*Brief*
Each line in the records below that has the word "leafy" should be copied.

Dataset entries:
- Opening Delimiter -

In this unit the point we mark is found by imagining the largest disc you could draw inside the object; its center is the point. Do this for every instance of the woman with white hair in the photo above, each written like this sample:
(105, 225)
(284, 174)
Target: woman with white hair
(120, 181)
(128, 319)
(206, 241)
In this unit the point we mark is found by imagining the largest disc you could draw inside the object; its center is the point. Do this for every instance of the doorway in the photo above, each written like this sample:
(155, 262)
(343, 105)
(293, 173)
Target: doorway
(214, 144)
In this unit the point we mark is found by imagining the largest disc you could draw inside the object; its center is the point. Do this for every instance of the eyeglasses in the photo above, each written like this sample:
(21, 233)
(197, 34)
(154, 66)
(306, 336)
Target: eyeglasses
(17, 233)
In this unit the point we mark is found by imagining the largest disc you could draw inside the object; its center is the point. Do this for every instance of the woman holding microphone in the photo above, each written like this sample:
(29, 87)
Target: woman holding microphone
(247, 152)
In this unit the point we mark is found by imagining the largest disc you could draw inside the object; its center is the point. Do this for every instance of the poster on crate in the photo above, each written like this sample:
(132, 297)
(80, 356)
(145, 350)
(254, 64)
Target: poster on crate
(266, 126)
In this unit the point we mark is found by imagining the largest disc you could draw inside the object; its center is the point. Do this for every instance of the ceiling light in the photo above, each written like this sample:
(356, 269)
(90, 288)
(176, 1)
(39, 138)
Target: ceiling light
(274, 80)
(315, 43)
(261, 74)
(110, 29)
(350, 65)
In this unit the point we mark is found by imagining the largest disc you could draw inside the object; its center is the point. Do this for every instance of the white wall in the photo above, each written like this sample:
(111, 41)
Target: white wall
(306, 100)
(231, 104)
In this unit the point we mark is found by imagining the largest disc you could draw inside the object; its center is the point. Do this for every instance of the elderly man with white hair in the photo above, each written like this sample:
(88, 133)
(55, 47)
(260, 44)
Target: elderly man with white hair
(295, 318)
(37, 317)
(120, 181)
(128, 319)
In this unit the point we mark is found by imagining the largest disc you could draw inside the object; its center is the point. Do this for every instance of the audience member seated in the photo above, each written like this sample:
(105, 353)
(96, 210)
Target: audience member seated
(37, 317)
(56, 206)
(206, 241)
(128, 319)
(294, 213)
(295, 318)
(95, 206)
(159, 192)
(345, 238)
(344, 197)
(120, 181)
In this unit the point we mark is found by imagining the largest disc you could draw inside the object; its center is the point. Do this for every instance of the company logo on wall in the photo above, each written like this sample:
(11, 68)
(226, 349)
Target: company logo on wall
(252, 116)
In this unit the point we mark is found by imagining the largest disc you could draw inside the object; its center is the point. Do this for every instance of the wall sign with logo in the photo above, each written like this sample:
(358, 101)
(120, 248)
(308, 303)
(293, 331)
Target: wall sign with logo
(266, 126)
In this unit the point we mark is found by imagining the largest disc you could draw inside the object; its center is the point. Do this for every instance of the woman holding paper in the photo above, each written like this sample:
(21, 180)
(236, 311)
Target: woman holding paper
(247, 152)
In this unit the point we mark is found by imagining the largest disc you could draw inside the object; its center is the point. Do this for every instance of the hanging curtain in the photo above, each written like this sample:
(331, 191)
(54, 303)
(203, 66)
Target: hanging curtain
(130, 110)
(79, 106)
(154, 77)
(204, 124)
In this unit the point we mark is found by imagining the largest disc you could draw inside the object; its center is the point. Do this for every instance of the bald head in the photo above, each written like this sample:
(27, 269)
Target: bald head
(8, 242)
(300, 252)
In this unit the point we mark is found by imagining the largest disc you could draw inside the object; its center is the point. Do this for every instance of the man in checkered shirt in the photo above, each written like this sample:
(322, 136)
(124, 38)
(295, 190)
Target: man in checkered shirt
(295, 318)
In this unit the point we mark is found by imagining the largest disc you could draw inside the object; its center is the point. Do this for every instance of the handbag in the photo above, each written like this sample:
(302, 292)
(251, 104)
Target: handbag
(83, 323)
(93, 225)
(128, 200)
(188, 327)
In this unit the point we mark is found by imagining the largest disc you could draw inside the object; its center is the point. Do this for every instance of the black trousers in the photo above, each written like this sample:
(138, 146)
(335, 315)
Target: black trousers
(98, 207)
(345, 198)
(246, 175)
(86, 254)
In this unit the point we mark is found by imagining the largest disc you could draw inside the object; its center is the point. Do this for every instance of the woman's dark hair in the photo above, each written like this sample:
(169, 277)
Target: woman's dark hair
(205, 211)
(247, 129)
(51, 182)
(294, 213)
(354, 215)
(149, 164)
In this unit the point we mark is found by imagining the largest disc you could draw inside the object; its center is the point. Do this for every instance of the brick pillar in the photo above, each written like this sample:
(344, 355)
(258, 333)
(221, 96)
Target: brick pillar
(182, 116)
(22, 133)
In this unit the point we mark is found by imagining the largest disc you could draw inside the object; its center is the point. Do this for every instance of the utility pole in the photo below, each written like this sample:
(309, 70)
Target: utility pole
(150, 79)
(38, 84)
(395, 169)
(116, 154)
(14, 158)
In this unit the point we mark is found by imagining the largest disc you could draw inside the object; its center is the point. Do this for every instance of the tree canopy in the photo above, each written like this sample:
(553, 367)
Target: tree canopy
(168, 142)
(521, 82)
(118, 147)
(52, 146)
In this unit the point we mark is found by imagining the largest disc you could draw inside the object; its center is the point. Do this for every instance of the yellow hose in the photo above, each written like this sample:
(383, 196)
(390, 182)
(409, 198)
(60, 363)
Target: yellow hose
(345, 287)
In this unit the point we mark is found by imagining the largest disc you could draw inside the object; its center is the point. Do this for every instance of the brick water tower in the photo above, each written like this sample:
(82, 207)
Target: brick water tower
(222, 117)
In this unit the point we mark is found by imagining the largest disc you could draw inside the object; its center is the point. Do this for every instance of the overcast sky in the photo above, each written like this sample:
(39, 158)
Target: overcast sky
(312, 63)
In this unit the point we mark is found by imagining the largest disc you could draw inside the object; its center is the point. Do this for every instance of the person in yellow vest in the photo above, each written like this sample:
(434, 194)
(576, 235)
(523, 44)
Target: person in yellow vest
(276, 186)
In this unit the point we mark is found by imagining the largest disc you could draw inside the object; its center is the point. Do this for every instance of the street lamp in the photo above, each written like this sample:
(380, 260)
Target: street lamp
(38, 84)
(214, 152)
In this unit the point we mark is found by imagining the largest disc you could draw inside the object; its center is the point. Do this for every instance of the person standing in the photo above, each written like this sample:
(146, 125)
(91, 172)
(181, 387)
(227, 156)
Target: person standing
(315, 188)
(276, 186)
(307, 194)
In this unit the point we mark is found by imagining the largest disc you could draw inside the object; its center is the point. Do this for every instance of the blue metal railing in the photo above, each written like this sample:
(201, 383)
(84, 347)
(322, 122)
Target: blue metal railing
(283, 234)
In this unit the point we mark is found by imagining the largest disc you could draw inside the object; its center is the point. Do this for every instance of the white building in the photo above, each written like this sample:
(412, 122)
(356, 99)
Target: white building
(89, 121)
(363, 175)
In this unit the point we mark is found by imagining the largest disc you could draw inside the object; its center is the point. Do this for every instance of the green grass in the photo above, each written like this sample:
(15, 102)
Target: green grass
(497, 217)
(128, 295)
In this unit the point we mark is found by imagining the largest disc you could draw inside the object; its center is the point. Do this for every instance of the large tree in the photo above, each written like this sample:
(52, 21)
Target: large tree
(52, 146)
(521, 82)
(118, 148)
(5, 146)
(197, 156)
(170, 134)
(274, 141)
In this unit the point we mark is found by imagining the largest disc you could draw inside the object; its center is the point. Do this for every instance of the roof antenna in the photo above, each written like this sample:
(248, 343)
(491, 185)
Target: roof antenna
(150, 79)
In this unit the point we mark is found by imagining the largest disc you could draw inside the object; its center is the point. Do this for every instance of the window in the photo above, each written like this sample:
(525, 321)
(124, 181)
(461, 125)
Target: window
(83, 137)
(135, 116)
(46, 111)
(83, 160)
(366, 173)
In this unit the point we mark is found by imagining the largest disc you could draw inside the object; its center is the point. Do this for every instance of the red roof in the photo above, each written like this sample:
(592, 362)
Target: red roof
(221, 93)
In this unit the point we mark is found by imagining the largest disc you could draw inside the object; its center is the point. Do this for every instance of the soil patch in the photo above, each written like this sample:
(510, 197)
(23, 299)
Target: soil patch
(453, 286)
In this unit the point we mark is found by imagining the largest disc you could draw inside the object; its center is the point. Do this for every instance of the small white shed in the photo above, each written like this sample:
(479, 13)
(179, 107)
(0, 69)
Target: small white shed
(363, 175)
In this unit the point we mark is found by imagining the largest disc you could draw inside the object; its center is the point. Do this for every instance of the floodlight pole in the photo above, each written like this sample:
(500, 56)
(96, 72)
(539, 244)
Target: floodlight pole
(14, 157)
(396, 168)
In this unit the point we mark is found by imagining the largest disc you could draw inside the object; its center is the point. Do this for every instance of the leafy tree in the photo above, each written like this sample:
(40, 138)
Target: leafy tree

- Closing Delimiter -

*Exercise solution*
In this unit the point we mark is found by imagining the largest disc you could draw inside the object; its center is the point. Do this for every instance of the leafy tree in the photo above, each written like this sample:
Target: leafy tree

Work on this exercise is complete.